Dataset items
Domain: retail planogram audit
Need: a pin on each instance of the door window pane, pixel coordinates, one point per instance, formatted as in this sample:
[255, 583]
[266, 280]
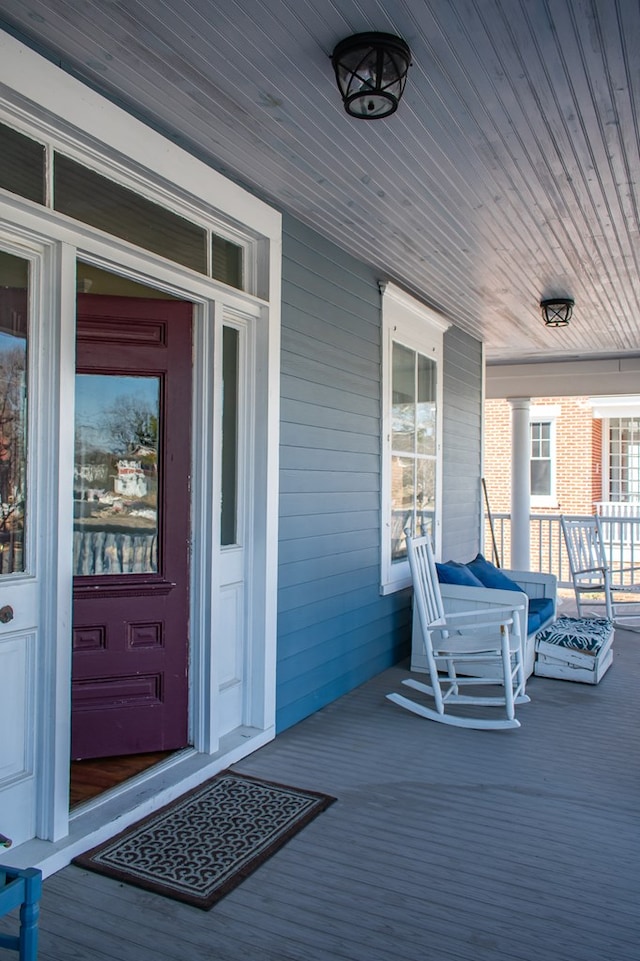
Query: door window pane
[230, 339]
[116, 474]
[402, 501]
[426, 406]
[14, 306]
[403, 398]
[414, 447]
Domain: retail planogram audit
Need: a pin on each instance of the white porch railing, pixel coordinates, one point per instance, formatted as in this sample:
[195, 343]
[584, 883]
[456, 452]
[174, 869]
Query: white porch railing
[548, 551]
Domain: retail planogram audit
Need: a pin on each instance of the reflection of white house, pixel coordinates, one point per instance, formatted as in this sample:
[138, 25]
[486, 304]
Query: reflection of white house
[90, 472]
[130, 480]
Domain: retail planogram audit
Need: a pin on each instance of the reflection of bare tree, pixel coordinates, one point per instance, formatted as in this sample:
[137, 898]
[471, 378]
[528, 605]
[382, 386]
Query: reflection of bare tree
[130, 423]
[12, 435]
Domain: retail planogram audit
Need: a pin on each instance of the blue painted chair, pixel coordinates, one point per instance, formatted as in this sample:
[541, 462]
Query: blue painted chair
[21, 889]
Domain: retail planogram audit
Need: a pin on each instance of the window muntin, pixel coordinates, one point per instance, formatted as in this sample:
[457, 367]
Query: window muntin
[230, 408]
[101, 201]
[87, 196]
[624, 459]
[412, 429]
[541, 459]
[14, 317]
[413, 446]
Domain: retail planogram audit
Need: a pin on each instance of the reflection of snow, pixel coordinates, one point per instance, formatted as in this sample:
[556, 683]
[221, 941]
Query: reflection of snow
[147, 514]
[130, 481]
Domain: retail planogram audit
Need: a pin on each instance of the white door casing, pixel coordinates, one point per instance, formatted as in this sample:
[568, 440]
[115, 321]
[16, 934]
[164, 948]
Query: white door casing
[233, 686]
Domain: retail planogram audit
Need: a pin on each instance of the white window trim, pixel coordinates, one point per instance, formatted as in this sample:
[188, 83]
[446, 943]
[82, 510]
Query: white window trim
[405, 320]
[45, 97]
[547, 414]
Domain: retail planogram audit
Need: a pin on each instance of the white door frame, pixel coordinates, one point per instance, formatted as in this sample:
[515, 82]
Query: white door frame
[103, 132]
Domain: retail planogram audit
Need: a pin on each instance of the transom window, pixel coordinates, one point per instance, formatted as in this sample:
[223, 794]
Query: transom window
[92, 198]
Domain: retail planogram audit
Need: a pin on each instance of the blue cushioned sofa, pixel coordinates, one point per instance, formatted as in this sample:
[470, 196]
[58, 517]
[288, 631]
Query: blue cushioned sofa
[538, 593]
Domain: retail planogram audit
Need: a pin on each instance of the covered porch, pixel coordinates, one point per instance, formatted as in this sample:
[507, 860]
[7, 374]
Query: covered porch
[444, 843]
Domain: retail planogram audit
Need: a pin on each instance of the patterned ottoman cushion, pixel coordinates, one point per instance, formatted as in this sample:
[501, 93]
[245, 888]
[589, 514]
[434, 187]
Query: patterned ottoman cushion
[586, 634]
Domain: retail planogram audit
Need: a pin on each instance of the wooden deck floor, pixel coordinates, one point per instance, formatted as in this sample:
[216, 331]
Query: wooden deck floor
[444, 844]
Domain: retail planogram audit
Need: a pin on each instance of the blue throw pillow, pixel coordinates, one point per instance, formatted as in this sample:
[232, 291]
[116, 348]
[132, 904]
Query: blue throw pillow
[491, 576]
[453, 572]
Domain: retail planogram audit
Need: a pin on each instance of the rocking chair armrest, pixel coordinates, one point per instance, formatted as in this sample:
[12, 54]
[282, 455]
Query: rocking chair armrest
[488, 616]
[592, 570]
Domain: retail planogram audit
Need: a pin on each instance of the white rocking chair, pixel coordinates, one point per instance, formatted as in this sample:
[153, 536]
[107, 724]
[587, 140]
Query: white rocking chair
[597, 587]
[487, 635]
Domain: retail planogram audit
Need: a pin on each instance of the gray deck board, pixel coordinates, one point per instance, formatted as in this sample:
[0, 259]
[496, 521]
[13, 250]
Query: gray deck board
[443, 844]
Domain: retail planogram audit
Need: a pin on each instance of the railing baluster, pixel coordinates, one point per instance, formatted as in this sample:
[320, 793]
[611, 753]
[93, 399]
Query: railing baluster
[621, 527]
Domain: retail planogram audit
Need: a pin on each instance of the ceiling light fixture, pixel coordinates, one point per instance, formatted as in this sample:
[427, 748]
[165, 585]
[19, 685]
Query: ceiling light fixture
[557, 311]
[371, 71]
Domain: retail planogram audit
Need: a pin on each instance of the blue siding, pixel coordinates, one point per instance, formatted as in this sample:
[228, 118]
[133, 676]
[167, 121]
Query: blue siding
[335, 631]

● **The task**
Write the entries above out again exactly, omitting each image.

● **Task answer**
Domain: retail planogram audit
Need: a pin on each instance of the door window pane, pixel coordinates, one point per instance, formatted as in this sample:
[255, 583]
[266, 280]
Query: door window pane
[230, 339]
[116, 474]
[402, 501]
[426, 406]
[14, 306]
[403, 398]
[414, 447]
Domain: retail planogram audit
Need: a pin on each instance of the white porch railing, pixel coordinates, one point per instance, formatted as in this sample:
[195, 343]
[584, 883]
[456, 452]
[174, 869]
Query: white porch railing
[548, 551]
Domain: retail planogram audit
Need: a pin on each instance of the reflection of white house, pixel coordinates, one point per instance, formatted as in this sample:
[138, 25]
[486, 304]
Query: reflection of white house
[90, 472]
[130, 480]
Domain: retail planogram audit
Need: a pin on each instance of the reflection of bare tree, pixel coordinates, one point per instance, formatted as in this sample:
[137, 898]
[471, 378]
[528, 605]
[382, 386]
Query: reflection of bare tree
[130, 423]
[12, 435]
Domain: retail planogram audit
Need: a pin on each instance of the blue painted chair, pixel coordinates, one point per instance, formatted as in this sample:
[541, 462]
Query: blue painted chair
[21, 889]
Domain: retail planogram audit
Need: a pin on each instance of the window muntin, pixel coordinates, one point per instance, formatted as in this sample:
[457, 367]
Query: window muntin
[230, 408]
[101, 201]
[87, 196]
[624, 459]
[412, 429]
[541, 459]
[14, 317]
[413, 446]
Domain: retail planogram audit
Need: a pin on each instance of the reflection of snow, pixel coordinates, one point per instance, formatted as in this sample:
[556, 683]
[221, 941]
Query: reflection of snow
[147, 514]
[130, 481]
Domain: retail planogram audit
Need: a pin on each instance of the white door casing, pixel coordinates, one point per instance, formatted as in this sample:
[568, 440]
[115, 321]
[16, 934]
[164, 948]
Query: white door casing
[233, 686]
Domain: retail planogram audit
Need: a pin on each instance of the white window trim, pixel coordinates, one point per instance, formatted as in this sample:
[188, 83]
[446, 943]
[82, 510]
Query: white window trim
[405, 320]
[45, 97]
[547, 414]
Domain: retail planogram audit
Need: a pin on each instance of the white door frame, pixel coordinates, one point per instance, formatted as in this sample:
[515, 82]
Query: white door frame
[103, 132]
Domain: retail planogram audit
Need: a pin on each instance of the transom window, pixel coordinates, one point per instance, formatted as in this sample:
[223, 794]
Query: transom window
[92, 198]
Domain: retail planogram audit
Need: a pin on each instance of the blue cushioned sofa, pixel coordinates, one point per instance, formatted as in this sample:
[470, 196]
[58, 517]
[288, 631]
Query: blue cushioned sofa
[538, 593]
Domain: retail planogram audit
Need: a pin on each instance of the covered porch, pixel coordinates, one point per instance, formatted as in this sample:
[507, 860]
[7, 374]
Query: covered porch
[444, 843]
Domain: retail planogram audit
Need: a pin on each instance of the patterned ottoman cushion, pixel coordinates, one point per instance, formatted as in this sample:
[501, 93]
[245, 888]
[589, 514]
[434, 187]
Query: patterned ottoman cushion
[586, 634]
Domain: retail planogram audit
Need: a pin on each instance of the wooden deck floor, pixel coordinates, one point per instance, formatted as in this sample:
[216, 331]
Query: wooden deck floor
[444, 844]
Domain: retail planogram audit
Need: a pin on each instance of the blue throw pillow, pixel coordinates, one point per instance, formatted as in this sample:
[232, 291]
[116, 348]
[132, 904]
Query: blue throw pillow
[491, 576]
[453, 572]
Domain: retail planogram audit
Need: a pin on each instance of the rocking chair armrest, pixel coordinates, one point per instance, formatted as in this sample:
[12, 54]
[282, 455]
Query: rocking chair armrest
[488, 616]
[592, 570]
Domain: retail planogram audit
Need: a pin on each instance of the white rocking chair, pixel coordinates, one point per instance, formatted as in this sample:
[153, 536]
[107, 724]
[587, 140]
Query: white rocking chair
[597, 587]
[487, 635]
Domain: retail planogram audit
Need: a pin on each instance of the gray deck board, pixel coordinates, one point per instance, formatted as in this sample:
[0, 259]
[496, 521]
[13, 250]
Query: gray deck board
[443, 844]
Domain: retail planogram audit
Need: a pin on each instance of the railing baluster, pixel coordinates, one point per instance, formatted as in this sample:
[320, 793]
[611, 753]
[93, 399]
Query: railing baluster
[621, 527]
Domain: retail planogram audit
Need: a pin on each instance of the ceiling light fixture, pixel coordinates, one point per instance, formatted as in this sample:
[427, 748]
[165, 585]
[19, 685]
Query: ceiling light fixture
[557, 311]
[371, 71]
Domain: retail planogram audit
Need: a pin on each instance of the blue siding, pixel coordinates, one point per instance, formatted as in this sample:
[228, 118]
[133, 676]
[167, 121]
Query: blue siding
[335, 631]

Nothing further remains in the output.